Aim of the task:
Every line that includes the word "worker" needs to be copied from the listing.
──────────────────────────────
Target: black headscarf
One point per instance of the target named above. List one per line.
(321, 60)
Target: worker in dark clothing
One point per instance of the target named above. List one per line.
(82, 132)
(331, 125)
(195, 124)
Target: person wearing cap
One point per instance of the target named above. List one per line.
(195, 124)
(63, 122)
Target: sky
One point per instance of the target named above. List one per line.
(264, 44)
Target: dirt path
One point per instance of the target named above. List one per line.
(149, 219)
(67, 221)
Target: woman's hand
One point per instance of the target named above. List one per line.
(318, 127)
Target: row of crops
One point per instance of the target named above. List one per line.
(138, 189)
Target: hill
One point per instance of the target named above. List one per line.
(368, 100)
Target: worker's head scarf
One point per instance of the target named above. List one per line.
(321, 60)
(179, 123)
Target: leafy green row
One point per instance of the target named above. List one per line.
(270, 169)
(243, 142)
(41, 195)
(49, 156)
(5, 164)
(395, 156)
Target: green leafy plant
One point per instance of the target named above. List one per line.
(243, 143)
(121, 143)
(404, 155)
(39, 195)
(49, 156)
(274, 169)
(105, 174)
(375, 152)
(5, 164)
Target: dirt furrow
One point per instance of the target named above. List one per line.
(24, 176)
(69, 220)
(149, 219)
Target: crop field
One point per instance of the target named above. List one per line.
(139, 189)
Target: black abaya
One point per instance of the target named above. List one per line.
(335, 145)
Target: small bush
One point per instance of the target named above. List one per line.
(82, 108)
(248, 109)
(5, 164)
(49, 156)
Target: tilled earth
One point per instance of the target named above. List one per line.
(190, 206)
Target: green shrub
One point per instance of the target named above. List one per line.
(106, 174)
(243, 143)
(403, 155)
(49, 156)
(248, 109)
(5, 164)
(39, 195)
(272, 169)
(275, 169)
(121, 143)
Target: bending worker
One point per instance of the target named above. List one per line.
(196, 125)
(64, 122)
──────────────────────────────
Response below:
Target: worker in dark clothing
Target: worker's head scarf
Target: bending worker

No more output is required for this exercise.